> [Text under study]
■ ■ ■ ■ ■ ■ ■

Four days of sitting in the hospital have me wondering whether 2 + 2 always equals 4. Remember my feisty 95-year-old cousin Colene? Well, she fell a couple of times the other day when she went out to play dominoes. The result is a hairline fracture of her tibial plateau. It’s very painful for her to put weight on her leg.
The doctor wants her to push through the pain and walk as much as possible so she won’t lose the ability. Up until now, she has taken care of herself with the assistance of a housekeeper who comes three times per week. Colene LOVES her housekeeper and wants to stay at home rather than in a nursing home. We have talked and talked about enduring some pain now so that she’ll have a chance to go home and resume her normal routine.
It seems like she’s in agreement that it’s important to try to walk and then when anyone tries to get her to put her feet on the floor, she squawks and hollers and hangs onto whatever’s handy with a death grip. For the doctors, it’s a simple equation. Pain meds & anti-inflammatories (2) + physical therapy & walking (2) = the chance to go home (4). For her, 2 + 2 = too much fear – clearly a different answer.

■ ■ ■ ■ ■ ■ ■

> [Activity 1]
In the piece about Colene, what injury did she get from falling?
> [Activity 2]
Update the piece about Colene, starting with "The doctor wants" and going on through "her normal routine.", so that "housekeeper" becomes "caregiver".
> [Activity 3]
Please continue the piece about Colene from the point where it stops.

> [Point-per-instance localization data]
■ ■ ■ ■ ■ ■ ■

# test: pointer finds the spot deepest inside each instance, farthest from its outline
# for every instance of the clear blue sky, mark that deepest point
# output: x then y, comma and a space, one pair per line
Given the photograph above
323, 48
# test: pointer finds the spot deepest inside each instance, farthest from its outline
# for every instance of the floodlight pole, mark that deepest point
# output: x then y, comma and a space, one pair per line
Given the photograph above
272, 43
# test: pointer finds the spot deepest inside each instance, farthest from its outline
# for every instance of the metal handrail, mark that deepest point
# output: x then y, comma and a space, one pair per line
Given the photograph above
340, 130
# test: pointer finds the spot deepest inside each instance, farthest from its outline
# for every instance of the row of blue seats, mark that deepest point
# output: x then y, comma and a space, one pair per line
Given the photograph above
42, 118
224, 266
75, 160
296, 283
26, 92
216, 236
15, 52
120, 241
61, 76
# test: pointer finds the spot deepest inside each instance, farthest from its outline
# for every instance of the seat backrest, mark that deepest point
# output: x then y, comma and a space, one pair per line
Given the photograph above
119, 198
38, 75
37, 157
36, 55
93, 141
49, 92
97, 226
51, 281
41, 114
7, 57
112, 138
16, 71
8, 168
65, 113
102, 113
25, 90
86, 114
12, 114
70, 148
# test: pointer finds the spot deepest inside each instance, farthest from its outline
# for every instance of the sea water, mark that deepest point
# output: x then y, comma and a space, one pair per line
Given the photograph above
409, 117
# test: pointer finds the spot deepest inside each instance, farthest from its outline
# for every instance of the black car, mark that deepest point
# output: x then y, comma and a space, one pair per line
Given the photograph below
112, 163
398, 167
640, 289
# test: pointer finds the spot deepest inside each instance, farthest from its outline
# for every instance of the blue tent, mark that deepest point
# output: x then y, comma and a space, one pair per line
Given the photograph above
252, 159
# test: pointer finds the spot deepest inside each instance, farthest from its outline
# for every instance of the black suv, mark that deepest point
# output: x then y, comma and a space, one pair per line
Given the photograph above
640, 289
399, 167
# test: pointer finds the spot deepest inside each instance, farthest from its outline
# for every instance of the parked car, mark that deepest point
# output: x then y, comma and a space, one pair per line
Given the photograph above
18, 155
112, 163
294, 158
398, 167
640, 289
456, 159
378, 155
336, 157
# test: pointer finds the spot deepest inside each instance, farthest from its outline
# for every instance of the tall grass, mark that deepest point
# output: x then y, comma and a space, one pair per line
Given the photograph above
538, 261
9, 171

■ ■ ■ ■ ■ ■ ■

> [Written reply 1]
A hairline fracture of her tibial plateau.

> [Written reply 2]
The doctor wants her to push through the pain and walk as much as possible so she won’t lose the ability. Up until now, she has taken care of herself with the assistance of a caregiver who comes three times per week. Colene LOVES her caregiver and wants to stay at home rather than in a nursing home. We have talked and talked about enduring some pain now so that she’ll have a chance to go home and resume her normal routine.

> [Written reply 3]
For some nutritionists and health experts, protein & carbs (2) + vitamins & fiber (2) = a complete picture of the nutritional value a food will provide us in these areas (4). Seeing food as nothing but the sum of its individual nutrients is sometimes referred to as “nutritionism”. In his controversial documentary, “In Defense of Food”, Michael Pollan explores how this line of thinking may not give us an accurate picture of the value a particular food provides to our diet. Again, among experts 2 + 2 yields widely varying answers.
Even when measuring calories, 2 + 2 doesn’t always equal 4. Determining the calories in a serving of almonds or pistachios using the Atwater general factor system which assigns a certain number of calories per gram of macronutrients and alcohol gave us calorie counts that have now been proven to be higher than the actual bioaccessible calories our bodies will absorb. A USDA study indicates that the traditional system for determining calories, may be a poor predictor of the calories in food that will affect the body.
We’re also learning that an individual’s particular mix of gut bacteria can mean that identical diets will have different weight and health consequences in different individuals. How’s that for confusing?
If 2 + 2 equals multiple answers, how can we decide what choices are healthy? It’s a simple question with a million answers from a million experts. Let’s just say, it’s complicated. What’s healthiest for one person may vary from what’s healthiest for another. What we believe is fact today will be proven to be a tiny part of the overall picture later. This is where we are in nutrition science.
So if 2 + 2 doesn’t always = 4, what’s a person to do?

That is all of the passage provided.